**WHAT IS ASKED:** Transcribe the data below verbatim, beginning at the line that contains "In this picture, where can the raised" and continuing through the final line of the data.

-- START OF DATASET ENTRIES --

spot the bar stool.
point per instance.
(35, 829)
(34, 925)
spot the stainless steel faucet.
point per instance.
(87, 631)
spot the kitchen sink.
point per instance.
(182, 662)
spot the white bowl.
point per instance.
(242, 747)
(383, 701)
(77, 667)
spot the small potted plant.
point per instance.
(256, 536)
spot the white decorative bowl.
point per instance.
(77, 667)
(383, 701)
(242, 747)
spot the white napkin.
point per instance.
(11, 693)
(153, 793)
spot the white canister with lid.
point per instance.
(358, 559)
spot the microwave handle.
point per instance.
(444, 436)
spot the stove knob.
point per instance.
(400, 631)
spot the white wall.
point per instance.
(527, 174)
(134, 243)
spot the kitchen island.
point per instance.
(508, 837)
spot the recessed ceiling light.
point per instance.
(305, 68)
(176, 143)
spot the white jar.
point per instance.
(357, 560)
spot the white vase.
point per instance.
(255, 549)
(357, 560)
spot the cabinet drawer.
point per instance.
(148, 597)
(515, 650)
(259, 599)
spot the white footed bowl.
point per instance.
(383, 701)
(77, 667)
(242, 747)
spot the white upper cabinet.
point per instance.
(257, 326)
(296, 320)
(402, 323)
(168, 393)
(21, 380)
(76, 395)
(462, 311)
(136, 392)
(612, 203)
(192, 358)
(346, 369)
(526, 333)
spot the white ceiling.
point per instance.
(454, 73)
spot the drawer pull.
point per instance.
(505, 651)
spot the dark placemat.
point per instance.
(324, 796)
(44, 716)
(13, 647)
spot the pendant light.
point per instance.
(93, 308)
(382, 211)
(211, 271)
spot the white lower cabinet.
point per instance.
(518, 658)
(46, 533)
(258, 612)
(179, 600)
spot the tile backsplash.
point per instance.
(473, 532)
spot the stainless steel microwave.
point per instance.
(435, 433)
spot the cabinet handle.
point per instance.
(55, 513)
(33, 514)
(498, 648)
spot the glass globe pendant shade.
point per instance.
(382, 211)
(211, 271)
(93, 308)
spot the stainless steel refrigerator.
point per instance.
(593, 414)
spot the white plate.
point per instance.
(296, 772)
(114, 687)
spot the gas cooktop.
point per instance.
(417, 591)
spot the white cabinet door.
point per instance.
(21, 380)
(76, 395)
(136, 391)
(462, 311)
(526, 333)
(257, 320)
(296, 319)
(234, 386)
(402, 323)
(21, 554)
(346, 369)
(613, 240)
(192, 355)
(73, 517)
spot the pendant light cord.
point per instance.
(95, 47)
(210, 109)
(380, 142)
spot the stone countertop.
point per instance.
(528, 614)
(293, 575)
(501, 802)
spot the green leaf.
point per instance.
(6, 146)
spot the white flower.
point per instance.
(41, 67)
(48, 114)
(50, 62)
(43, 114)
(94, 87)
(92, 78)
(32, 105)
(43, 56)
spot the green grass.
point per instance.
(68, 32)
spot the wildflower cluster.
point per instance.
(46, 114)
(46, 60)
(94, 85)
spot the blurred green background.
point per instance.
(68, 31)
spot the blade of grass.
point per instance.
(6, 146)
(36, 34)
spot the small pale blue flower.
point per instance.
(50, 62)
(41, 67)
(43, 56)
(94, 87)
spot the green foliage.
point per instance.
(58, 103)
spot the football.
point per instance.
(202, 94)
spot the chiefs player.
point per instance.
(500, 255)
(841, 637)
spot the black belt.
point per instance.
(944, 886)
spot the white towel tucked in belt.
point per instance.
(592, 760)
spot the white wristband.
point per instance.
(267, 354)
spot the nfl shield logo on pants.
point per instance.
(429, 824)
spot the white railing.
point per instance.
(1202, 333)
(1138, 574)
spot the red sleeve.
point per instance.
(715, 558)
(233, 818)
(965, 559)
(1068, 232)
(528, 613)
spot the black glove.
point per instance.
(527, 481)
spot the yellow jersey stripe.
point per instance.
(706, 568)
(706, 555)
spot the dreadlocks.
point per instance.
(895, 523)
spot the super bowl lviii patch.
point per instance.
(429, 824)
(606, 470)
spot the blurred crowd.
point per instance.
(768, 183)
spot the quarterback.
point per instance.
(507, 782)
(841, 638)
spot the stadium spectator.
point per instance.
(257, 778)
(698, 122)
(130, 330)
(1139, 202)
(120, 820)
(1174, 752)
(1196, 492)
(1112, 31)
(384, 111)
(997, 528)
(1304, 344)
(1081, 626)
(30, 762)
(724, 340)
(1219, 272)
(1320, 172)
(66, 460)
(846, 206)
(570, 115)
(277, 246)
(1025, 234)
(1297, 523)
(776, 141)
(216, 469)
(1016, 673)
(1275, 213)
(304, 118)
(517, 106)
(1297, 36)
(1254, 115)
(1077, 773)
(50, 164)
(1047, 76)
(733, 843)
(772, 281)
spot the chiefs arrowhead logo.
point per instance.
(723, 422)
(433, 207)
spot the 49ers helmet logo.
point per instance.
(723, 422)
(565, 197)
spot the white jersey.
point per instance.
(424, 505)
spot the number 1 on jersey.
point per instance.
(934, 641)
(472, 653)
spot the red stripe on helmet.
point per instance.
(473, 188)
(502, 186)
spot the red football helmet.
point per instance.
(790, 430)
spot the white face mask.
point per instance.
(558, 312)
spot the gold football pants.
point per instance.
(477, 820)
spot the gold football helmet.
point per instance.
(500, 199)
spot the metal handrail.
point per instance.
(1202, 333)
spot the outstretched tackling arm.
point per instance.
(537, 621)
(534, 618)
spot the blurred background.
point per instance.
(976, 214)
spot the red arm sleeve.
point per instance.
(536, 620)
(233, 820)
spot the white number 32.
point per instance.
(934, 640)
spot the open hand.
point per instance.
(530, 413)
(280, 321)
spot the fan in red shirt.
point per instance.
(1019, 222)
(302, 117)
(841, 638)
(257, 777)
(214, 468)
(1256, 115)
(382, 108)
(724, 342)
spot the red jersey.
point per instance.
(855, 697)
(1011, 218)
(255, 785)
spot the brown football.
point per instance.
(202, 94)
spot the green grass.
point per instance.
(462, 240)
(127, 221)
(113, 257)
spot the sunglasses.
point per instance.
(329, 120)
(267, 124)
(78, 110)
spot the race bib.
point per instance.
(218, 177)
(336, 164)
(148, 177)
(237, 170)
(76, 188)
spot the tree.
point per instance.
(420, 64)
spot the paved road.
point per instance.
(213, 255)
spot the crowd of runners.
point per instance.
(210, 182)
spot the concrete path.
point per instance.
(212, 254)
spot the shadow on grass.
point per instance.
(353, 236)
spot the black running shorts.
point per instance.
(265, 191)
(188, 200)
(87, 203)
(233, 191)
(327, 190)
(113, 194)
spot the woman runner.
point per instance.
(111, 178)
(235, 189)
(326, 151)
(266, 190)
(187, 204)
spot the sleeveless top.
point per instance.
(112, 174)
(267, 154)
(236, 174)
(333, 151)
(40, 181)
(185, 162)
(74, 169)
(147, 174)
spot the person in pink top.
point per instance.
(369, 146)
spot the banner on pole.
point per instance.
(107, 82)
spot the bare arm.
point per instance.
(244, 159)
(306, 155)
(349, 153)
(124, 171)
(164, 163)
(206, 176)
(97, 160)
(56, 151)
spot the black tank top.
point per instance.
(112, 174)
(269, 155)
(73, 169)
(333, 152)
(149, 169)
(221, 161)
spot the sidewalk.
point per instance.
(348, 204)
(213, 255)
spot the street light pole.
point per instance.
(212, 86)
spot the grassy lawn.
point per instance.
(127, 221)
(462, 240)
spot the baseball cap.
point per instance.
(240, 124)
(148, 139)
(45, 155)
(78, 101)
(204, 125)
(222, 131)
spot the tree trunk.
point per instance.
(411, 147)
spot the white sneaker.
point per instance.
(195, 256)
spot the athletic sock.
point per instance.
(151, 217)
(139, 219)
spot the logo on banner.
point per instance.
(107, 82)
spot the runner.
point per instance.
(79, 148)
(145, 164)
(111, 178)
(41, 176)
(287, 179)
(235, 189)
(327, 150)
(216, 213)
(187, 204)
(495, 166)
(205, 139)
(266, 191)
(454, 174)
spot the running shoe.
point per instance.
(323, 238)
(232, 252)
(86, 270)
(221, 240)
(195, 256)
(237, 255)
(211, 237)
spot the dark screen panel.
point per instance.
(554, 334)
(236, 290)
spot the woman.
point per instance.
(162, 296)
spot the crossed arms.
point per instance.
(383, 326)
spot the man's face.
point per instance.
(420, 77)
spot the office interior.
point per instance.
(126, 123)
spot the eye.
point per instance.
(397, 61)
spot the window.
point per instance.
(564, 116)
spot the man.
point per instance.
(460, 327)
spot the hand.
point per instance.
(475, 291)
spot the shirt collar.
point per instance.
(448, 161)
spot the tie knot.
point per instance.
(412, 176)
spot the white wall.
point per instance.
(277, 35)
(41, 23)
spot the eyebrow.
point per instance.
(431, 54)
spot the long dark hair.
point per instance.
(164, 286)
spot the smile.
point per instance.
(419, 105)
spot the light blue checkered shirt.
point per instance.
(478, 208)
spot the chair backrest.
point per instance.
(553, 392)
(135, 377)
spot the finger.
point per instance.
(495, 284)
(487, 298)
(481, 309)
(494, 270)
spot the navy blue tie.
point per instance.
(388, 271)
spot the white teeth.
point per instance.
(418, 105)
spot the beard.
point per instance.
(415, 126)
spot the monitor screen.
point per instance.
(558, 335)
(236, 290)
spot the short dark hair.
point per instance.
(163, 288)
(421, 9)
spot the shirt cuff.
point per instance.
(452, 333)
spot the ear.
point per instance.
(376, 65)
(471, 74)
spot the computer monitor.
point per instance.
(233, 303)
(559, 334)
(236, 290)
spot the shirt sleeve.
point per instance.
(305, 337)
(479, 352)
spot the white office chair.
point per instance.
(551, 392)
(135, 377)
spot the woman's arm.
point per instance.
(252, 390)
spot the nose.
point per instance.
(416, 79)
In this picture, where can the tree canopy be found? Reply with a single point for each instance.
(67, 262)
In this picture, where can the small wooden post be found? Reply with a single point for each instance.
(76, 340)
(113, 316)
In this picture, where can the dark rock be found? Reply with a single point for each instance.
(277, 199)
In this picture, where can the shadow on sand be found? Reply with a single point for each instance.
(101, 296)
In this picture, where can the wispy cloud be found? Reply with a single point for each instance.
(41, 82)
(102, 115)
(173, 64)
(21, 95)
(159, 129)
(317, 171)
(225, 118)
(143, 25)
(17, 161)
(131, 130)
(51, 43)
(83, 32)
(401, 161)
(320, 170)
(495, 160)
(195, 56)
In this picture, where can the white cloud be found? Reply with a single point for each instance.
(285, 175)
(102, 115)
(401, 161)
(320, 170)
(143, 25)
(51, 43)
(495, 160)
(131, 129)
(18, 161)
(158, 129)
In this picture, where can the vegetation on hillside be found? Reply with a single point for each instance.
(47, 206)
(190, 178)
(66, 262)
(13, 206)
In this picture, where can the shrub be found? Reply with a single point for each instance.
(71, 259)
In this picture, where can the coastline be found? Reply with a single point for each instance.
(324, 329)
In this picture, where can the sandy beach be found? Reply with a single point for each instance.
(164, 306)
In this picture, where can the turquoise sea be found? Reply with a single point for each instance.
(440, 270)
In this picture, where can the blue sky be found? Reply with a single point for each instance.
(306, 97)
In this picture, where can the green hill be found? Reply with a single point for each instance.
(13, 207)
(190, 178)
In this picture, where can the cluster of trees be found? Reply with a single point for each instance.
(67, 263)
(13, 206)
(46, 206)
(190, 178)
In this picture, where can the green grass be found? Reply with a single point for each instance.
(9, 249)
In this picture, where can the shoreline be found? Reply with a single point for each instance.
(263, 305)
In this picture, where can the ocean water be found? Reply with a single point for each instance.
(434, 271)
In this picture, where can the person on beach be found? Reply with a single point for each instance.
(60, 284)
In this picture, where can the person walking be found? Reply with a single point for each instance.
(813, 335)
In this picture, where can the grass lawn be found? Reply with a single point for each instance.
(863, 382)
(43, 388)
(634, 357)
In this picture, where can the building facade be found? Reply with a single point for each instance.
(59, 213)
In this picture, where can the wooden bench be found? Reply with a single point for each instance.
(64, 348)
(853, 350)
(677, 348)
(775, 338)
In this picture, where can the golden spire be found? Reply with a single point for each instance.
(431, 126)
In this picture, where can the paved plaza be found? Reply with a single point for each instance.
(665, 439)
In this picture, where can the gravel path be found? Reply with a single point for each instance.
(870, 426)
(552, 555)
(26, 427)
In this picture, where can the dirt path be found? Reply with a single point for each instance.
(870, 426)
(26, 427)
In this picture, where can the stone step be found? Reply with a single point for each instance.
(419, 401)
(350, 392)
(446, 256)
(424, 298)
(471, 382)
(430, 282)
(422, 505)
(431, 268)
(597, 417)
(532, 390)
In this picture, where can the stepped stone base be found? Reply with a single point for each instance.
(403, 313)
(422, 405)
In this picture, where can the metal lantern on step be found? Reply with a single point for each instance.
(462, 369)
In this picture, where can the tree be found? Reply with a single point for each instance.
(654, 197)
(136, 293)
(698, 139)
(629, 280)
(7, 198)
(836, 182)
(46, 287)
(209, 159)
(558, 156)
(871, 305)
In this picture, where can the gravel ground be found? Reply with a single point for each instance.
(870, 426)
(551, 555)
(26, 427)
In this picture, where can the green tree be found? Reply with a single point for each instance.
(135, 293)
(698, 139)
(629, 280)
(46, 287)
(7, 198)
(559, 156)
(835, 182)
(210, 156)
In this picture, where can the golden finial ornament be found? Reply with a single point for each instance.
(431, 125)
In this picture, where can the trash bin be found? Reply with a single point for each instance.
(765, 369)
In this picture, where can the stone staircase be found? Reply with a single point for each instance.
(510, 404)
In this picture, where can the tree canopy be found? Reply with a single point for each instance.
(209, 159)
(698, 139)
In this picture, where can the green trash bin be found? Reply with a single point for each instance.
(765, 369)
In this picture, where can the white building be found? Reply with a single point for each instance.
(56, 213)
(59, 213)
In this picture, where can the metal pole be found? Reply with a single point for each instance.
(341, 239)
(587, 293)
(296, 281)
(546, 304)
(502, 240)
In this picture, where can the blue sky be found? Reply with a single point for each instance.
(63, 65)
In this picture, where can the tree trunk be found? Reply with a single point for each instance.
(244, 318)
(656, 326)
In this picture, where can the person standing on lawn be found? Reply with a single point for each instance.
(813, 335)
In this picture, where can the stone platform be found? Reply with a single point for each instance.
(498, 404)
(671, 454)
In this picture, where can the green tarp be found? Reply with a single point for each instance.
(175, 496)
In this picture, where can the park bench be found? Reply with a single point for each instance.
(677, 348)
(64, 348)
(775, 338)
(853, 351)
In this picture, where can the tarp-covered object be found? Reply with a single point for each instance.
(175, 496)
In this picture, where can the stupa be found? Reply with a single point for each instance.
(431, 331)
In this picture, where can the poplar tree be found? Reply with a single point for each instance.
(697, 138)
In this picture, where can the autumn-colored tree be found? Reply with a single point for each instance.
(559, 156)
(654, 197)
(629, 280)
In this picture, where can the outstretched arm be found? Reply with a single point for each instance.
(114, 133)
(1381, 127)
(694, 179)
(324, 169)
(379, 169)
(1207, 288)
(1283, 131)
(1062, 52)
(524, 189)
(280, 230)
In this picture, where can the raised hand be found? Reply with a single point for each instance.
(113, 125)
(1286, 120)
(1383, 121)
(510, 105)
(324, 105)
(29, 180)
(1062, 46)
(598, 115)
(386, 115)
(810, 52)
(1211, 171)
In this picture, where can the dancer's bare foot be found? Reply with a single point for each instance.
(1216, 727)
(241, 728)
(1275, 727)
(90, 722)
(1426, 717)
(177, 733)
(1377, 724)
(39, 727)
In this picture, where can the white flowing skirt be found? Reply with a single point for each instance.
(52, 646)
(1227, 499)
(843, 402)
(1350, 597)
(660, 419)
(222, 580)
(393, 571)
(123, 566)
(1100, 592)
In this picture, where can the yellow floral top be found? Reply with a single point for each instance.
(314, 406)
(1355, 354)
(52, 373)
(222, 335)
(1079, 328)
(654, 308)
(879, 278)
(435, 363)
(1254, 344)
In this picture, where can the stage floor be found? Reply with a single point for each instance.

-- END OF DATASET ENTRIES --

**REPLY:**
In this picture, where can the raised hand be found? Reply with a single point for each instance.
(113, 125)
(1286, 120)
(1383, 121)
(510, 105)
(324, 105)
(29, 180)
(1062, 46)
(598, 115)
(386, 115)
(810, 52)
(1211, 171)
In this picture, where can the dancer's bare foot be found? Reply with a single point for each instance.
(1216, 727)
(241, 728)
(1275, 727)
(90, 722)
(1426, 717)
(177, 733)
(1377, 724)
(39, 727)
In this picture, where can the white flowing skirt be found? Reply with a single point for each instance.
(52, 646)
(1227, 499)
(843, 402)
(1350, 597)
(660, 419)
(222, 580)
(393, 571)
(123, 566)
(1100, 592)
In this picture, where can the yellow floral top be found? Reply with a single point for each instance.
(314, 406)
(1355, 354)
(52, 373)
(222, 335)
(1079, 328)
(654, 308)
(879, 278)
(435, 363)
(1254, 344)
In this picture, where can the stage floor be found? Reply with a single point for each instance.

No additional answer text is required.